▸ **Exercise task**
Pick out every line in the items that contains the word "distant" and copy each one.

The data start

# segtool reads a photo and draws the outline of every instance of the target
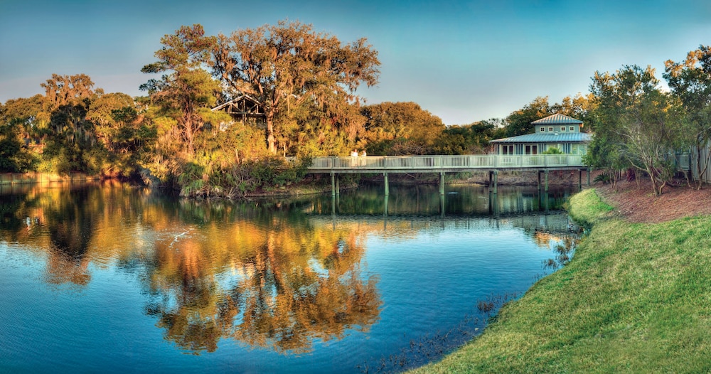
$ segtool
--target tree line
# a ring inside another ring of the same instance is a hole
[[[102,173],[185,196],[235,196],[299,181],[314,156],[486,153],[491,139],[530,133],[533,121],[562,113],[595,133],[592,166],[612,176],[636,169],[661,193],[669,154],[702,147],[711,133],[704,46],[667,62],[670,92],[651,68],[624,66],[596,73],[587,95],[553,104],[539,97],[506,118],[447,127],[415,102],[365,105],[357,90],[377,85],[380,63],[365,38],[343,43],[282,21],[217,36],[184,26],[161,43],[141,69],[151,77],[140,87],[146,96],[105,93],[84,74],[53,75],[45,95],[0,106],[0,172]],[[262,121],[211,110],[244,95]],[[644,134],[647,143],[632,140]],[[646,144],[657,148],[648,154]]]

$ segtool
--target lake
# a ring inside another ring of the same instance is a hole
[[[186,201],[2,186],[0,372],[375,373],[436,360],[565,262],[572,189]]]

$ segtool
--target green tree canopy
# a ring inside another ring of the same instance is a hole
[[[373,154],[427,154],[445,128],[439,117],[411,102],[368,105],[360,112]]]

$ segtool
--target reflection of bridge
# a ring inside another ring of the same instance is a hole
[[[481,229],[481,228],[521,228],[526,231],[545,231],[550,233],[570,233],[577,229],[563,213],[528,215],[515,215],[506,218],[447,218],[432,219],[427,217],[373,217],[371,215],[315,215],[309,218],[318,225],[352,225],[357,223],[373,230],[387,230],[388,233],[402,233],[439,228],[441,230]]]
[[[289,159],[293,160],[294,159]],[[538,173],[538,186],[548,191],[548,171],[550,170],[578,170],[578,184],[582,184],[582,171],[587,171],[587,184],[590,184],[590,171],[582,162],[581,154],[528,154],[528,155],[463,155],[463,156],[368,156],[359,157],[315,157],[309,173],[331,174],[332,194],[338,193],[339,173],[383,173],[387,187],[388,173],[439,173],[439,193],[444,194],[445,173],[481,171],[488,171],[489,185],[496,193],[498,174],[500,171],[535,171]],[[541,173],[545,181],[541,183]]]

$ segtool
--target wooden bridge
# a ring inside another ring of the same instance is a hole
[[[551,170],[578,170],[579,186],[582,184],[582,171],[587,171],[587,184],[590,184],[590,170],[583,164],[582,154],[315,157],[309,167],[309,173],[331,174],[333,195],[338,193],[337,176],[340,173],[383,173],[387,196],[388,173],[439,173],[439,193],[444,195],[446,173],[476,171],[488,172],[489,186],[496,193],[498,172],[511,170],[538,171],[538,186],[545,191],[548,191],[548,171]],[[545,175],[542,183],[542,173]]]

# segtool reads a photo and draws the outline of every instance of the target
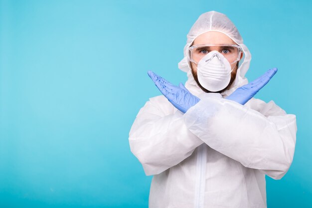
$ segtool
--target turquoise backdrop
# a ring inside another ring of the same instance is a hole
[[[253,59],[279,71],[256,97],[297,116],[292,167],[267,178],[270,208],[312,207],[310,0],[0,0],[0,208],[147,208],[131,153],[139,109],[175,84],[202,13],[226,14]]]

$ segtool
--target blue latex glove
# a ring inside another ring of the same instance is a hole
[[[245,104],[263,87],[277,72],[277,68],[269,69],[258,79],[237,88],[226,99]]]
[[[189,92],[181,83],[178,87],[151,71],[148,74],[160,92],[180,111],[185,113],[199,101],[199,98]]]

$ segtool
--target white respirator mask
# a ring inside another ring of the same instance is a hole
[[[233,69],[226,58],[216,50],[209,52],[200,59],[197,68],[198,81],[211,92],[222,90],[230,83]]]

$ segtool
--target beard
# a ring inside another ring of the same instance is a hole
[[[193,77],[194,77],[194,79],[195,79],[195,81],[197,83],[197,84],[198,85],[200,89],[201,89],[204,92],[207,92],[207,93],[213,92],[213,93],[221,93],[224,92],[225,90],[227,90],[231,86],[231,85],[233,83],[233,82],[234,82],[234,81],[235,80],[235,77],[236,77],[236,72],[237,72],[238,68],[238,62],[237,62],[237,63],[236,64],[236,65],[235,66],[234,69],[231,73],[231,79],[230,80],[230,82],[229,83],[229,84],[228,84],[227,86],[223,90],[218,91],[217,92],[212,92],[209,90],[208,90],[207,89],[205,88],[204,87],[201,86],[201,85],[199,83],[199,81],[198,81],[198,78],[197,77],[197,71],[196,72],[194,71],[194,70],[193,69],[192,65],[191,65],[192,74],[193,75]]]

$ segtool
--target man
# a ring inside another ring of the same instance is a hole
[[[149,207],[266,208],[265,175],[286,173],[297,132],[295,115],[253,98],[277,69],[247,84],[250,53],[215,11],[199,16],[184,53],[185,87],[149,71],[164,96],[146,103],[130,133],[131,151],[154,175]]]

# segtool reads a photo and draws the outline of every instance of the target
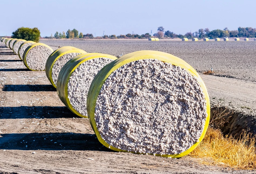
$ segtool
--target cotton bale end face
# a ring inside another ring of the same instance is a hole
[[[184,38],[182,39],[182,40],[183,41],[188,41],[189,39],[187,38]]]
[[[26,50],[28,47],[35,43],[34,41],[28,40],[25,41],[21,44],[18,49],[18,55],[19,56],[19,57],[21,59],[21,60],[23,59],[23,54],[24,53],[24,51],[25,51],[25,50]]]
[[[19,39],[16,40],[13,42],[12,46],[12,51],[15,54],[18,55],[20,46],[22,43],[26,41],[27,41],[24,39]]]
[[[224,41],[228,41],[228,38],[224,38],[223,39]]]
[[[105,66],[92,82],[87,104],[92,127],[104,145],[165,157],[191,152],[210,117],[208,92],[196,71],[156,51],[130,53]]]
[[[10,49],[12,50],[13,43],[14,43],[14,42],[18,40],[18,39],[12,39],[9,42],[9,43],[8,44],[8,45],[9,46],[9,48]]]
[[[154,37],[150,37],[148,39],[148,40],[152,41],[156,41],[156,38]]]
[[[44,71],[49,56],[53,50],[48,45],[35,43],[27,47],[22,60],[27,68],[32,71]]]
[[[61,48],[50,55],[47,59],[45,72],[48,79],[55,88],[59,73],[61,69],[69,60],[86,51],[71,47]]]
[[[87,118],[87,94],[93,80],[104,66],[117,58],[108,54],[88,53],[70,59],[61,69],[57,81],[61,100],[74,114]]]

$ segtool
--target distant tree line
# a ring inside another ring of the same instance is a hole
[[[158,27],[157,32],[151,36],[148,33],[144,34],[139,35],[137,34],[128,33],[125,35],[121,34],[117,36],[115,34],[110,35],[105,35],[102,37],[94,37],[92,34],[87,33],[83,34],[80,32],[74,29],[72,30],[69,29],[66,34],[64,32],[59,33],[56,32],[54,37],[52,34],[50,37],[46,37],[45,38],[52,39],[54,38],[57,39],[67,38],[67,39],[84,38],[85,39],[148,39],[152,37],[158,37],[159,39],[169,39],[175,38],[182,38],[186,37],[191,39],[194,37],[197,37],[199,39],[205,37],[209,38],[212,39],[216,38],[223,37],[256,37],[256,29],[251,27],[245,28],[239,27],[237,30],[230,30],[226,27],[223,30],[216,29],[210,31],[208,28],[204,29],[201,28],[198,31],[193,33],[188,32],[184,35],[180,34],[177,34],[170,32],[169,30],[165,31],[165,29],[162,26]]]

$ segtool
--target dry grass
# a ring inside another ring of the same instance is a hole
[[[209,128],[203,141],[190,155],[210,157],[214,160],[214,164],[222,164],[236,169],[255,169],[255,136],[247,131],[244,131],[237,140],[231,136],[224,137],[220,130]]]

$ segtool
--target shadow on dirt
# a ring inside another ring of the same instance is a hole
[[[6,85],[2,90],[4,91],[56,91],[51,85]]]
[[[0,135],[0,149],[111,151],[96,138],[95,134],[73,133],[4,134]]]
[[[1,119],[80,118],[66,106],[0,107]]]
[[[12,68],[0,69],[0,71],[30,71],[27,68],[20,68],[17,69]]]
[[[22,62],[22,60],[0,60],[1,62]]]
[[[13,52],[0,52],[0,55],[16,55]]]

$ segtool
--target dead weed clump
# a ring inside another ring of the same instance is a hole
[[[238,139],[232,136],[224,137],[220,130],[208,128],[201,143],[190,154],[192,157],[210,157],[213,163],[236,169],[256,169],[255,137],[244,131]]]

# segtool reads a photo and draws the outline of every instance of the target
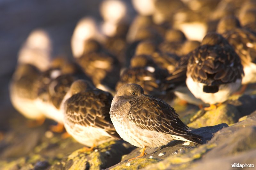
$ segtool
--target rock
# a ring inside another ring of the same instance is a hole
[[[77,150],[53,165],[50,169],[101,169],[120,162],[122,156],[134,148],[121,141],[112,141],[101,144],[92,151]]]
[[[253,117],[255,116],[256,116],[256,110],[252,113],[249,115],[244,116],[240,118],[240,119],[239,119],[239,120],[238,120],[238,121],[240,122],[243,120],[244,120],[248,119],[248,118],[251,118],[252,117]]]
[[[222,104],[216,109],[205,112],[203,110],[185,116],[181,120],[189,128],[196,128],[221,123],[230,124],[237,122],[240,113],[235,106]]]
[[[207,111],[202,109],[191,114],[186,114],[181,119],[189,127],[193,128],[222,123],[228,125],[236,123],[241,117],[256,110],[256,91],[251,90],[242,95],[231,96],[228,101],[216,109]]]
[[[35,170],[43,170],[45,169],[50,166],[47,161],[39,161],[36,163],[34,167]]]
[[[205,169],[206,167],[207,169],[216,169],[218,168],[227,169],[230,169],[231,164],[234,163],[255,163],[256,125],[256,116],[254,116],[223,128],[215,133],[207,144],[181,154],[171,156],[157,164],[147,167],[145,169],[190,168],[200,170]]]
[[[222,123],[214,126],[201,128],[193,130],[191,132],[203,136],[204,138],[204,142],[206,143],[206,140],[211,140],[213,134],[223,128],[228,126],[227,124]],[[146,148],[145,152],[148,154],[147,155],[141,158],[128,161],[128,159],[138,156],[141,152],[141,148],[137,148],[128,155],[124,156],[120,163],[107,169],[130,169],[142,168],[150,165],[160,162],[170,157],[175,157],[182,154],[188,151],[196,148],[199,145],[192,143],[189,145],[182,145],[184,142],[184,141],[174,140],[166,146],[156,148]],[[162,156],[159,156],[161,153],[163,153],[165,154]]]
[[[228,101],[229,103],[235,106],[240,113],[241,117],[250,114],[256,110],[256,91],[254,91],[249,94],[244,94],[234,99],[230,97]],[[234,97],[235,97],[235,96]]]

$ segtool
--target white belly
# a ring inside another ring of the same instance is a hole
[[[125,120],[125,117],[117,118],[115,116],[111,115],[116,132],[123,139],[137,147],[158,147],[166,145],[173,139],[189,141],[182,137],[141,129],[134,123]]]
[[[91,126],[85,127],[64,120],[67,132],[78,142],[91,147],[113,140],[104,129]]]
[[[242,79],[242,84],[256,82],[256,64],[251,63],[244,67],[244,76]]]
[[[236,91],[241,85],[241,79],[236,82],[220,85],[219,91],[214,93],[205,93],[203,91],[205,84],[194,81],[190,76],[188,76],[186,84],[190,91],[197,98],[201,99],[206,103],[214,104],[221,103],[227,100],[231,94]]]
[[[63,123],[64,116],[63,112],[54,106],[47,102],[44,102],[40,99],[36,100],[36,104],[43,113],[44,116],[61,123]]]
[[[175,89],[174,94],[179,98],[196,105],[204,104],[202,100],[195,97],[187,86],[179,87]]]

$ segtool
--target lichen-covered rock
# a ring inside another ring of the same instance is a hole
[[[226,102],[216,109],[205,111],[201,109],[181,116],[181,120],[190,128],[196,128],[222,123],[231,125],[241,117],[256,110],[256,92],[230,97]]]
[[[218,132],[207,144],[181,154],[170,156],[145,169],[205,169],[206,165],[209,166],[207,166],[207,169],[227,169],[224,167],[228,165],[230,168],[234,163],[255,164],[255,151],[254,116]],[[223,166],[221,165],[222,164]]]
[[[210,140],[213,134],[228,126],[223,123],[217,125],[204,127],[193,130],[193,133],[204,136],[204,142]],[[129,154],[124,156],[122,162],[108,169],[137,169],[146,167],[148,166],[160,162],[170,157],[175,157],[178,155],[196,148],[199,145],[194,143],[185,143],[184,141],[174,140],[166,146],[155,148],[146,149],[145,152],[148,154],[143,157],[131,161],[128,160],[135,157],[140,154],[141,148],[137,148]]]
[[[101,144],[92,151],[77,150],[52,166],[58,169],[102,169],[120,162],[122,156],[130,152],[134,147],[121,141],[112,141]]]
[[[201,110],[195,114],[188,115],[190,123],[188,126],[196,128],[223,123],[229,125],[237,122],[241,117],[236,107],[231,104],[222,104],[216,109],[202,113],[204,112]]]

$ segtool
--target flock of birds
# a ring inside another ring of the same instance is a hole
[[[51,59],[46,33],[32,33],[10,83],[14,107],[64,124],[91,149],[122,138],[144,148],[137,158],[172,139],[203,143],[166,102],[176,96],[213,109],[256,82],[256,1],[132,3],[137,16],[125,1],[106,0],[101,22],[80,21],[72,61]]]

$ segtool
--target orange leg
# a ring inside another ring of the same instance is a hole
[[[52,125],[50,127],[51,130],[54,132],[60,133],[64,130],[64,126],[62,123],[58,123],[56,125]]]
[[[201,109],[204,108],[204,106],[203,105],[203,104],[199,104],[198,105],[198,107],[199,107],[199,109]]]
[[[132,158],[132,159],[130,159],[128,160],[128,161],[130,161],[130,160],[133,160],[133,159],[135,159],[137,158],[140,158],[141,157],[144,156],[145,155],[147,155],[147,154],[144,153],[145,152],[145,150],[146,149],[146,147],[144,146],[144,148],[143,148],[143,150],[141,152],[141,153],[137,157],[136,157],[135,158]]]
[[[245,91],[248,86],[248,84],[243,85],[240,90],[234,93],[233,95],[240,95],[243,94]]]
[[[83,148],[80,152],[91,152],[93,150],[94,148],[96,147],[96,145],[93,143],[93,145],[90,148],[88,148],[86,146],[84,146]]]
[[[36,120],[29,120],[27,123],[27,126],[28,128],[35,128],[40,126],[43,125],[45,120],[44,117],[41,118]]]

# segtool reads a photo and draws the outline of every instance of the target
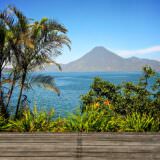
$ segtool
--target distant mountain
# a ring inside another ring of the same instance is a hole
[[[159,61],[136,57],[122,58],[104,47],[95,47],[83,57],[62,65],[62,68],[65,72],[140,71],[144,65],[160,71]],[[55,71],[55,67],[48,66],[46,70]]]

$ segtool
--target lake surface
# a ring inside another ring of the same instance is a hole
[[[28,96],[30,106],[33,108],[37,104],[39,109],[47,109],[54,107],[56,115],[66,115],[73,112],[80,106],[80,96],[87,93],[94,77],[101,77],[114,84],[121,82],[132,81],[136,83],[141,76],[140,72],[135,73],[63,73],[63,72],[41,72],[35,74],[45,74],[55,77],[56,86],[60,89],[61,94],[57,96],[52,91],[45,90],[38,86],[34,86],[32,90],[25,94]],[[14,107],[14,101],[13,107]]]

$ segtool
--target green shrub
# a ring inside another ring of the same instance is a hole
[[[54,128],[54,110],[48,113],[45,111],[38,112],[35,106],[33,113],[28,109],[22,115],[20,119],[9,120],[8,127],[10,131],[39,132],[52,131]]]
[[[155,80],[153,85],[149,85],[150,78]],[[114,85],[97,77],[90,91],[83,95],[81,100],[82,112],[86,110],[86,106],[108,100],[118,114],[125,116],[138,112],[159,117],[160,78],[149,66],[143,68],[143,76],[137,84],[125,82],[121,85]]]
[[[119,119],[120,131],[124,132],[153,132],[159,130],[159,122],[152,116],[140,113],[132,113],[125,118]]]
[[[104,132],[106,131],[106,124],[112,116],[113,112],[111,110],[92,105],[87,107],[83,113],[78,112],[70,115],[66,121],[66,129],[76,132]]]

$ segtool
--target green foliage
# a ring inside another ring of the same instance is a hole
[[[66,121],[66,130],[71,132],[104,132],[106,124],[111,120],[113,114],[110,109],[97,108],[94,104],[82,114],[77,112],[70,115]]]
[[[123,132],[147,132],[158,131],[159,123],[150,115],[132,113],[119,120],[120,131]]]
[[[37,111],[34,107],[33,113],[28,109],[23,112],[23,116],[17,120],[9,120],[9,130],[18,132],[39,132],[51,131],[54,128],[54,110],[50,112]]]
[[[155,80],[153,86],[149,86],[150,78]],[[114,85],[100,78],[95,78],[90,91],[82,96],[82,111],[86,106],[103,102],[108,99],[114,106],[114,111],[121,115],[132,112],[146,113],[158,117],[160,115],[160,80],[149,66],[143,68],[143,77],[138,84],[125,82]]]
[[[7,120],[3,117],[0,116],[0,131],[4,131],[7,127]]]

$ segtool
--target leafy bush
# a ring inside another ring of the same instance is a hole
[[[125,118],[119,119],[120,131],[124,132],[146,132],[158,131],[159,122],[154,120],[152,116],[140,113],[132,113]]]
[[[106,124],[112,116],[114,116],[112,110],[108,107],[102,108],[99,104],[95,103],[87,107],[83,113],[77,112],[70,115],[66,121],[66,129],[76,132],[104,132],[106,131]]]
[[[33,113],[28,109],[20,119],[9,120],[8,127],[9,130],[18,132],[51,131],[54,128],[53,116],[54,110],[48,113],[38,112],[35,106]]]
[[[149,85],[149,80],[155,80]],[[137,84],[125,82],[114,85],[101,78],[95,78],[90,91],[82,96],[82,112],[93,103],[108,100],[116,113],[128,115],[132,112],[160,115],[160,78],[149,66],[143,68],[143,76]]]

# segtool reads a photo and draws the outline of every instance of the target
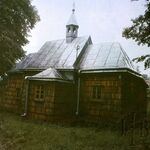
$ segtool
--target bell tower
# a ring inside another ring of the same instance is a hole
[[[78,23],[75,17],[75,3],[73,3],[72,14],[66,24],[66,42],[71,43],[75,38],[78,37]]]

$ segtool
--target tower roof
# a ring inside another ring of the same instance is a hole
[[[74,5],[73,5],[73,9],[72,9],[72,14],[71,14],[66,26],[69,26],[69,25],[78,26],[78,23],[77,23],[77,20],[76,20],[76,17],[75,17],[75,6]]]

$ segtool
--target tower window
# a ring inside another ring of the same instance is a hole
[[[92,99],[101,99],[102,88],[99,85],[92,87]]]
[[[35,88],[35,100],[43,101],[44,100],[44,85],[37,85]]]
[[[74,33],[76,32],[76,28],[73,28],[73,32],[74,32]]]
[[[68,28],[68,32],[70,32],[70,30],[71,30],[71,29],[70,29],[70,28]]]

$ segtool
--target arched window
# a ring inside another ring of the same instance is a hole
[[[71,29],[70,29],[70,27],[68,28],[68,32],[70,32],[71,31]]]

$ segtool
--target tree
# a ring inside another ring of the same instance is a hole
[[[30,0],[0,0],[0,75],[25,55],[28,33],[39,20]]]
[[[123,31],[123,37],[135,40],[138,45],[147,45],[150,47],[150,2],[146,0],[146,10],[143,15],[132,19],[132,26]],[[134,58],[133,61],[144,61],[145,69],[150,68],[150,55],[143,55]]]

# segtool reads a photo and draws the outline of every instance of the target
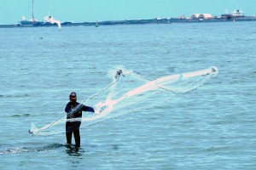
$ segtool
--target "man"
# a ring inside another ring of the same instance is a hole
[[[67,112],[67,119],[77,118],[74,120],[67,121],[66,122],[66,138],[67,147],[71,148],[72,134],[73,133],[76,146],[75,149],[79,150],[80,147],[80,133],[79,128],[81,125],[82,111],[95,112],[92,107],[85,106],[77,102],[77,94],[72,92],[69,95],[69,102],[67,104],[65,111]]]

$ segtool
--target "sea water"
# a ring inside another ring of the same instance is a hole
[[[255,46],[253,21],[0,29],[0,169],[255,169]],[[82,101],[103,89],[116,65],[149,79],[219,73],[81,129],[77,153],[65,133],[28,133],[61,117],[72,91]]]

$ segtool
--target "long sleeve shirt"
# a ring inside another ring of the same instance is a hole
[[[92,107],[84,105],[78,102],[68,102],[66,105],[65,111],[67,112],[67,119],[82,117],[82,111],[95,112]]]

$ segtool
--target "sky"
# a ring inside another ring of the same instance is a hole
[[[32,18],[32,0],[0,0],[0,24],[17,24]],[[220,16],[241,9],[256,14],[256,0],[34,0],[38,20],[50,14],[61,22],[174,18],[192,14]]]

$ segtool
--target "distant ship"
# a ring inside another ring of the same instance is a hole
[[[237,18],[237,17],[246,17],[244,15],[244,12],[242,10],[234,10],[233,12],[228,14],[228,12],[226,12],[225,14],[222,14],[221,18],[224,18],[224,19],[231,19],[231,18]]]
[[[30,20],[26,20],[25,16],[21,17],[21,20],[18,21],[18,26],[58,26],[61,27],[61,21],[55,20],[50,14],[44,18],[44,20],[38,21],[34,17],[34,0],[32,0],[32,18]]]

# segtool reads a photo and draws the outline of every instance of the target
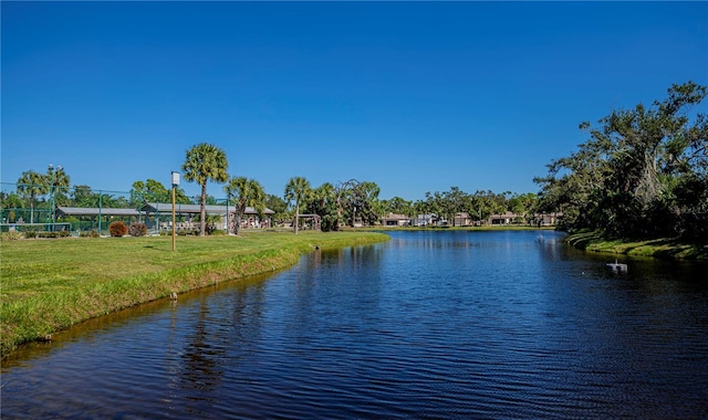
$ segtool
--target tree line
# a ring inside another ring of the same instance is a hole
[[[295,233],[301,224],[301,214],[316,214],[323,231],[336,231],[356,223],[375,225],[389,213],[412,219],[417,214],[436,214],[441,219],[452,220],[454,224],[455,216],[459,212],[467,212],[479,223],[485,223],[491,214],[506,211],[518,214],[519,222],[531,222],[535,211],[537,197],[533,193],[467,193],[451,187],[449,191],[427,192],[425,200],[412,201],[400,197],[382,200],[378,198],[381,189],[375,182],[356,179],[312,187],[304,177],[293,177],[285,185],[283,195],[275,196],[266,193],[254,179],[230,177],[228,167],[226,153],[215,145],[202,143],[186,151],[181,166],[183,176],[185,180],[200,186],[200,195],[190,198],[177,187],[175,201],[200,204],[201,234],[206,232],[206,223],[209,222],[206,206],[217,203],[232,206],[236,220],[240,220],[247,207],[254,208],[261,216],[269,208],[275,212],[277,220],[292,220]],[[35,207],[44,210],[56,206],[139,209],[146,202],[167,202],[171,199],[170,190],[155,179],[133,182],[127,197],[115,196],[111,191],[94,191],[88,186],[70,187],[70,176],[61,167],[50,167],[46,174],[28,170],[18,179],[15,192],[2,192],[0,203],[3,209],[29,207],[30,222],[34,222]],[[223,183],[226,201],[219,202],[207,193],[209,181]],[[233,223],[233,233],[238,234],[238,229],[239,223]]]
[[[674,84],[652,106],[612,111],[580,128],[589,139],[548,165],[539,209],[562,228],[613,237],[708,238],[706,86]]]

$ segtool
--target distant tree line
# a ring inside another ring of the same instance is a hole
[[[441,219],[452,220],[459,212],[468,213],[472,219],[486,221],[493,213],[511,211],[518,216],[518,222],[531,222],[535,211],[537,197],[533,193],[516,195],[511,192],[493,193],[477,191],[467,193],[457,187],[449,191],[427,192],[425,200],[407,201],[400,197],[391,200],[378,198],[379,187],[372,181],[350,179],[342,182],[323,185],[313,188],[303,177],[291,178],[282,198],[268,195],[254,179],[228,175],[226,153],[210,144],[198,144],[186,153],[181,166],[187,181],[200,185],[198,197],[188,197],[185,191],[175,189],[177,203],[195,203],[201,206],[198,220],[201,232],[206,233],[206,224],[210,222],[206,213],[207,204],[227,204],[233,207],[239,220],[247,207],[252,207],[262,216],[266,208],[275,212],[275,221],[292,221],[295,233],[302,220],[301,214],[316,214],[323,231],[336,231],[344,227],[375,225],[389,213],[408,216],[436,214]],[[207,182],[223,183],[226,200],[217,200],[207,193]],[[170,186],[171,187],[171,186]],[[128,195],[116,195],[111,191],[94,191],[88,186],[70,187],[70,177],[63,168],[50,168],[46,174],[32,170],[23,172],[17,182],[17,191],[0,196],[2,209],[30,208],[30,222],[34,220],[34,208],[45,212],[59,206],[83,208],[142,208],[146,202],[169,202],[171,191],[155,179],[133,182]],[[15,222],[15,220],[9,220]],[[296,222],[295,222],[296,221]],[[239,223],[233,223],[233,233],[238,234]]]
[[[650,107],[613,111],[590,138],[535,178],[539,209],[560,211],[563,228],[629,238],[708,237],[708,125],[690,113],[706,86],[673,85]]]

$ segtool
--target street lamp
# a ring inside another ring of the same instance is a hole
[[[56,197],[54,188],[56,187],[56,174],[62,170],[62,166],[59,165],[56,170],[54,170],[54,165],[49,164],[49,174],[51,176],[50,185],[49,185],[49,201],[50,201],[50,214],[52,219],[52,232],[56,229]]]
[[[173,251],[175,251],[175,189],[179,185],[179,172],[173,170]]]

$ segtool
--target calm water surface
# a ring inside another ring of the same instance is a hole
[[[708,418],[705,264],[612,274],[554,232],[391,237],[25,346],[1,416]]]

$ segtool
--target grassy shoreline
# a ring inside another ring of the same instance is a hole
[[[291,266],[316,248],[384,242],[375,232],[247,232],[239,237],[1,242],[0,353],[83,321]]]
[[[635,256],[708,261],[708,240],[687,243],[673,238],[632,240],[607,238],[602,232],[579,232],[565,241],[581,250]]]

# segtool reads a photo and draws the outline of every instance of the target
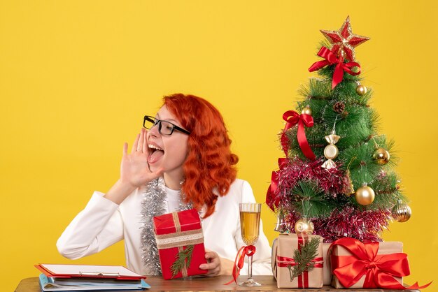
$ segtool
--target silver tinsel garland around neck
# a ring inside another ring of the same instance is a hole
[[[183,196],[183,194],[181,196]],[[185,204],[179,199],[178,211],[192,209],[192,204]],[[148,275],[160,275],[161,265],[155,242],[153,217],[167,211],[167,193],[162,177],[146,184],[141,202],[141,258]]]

The data end

▸ **Exercise output**
--target distant tree line
--target distant mountain
--target "distant ship"
--target distant tree line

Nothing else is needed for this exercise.